Spaced coils allow you to make coils without the need for dry burning.


----------



## BigGuy

Hi ladies and gents just another how to and in my opinion the best method to wick all these new Velocity styled decks with juice channels.

Reactions: Like 4


----------



## BigGuy

Hi ladies and gents here is my review on the Limitless XL please excuse all the hhhmmm and hhhaaaass im not used to doing these things but will get some new equipment to do better reviews after Vapecon.


----------



## Dubz

@BigGuy how do you find the condensation on top of the mod due to the airflow being under the tank?


----------



## BigGuy

@Dubz I cant say i have noticed any due to the way i vape, i tend to let go the power and carry on inhaling as to draw all the vapour in. But will monitor it for you.


----------



## Dubz

BigGuy said:


> @Dubz I cant say i have noticed any due to the way i vape, i tend to let go the power and carry on inhaling as to draw all the vapour in. But will monitor it for you.


Thanks @BigGuy .


----------



## BigGuy

Hi guys sorry it took so long but i was waiting for my web cam. Here is in my opinion the best way to wick the single coil on the Limitless XL. I have done a video for the dual coil as well and it is busy uploading.

## Available data:
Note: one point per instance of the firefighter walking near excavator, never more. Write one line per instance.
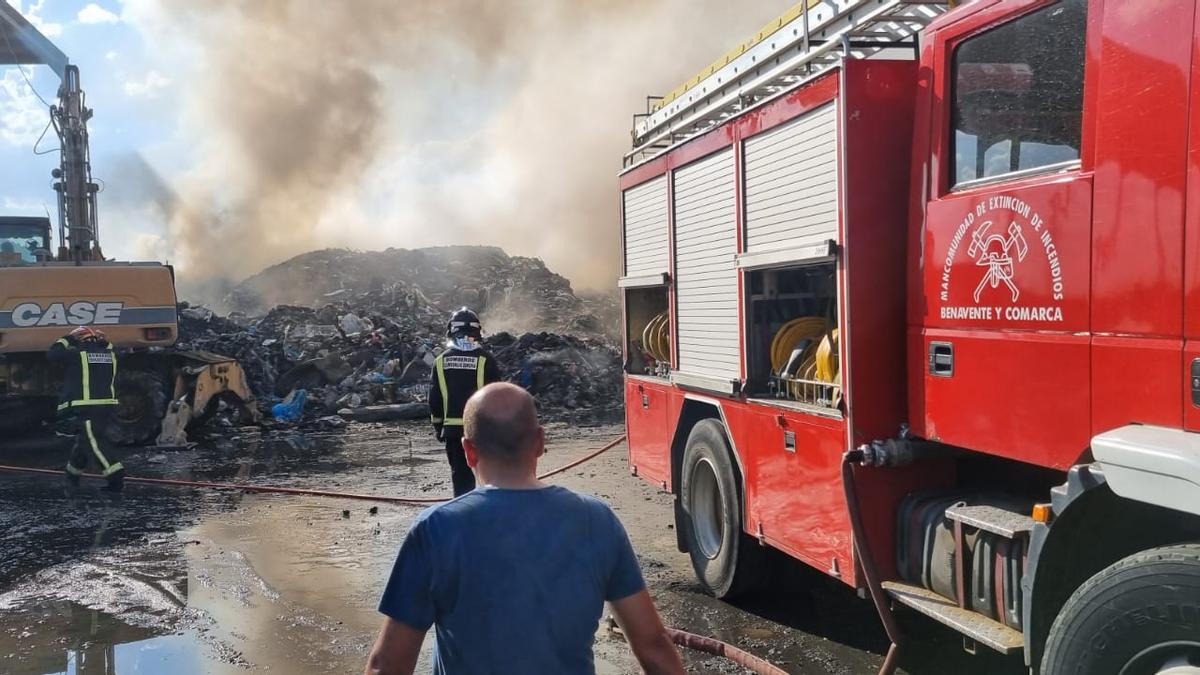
(462, 369)
(88, 401)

## Aim 1:
Using the vaping forum thread, decide whether each statement agrees with it. Answer yes or no, and quote the deciding words. (a) BigGuy says he has noticed condensation on top of the mod. (b) BigGuy was waiting for a web cam before posting the single coil wicking video. (c) The video for the dual coil has already finished uploading.
## Aim 2:
Transcribe the vaping forum thread from "Hi guys sorry" to "is busy uploading.".
The data plays no part in this.

## Full solution 1:
(a) No: "I cant say i have noticed any due to the way i vape"
(b) Yes: "sorry it took so long but i was waiting for my web cam"
(c) No: "I have done a video for the dual coil as well and it is busy uploading"

## Full solution 2:
Hi guys sorry it took so long but i was waiting for my web cam. Here is in my opinion the best way to wick the single coil on the Limitless XL. I have done a video for the dual coil as well and it is busy uploading.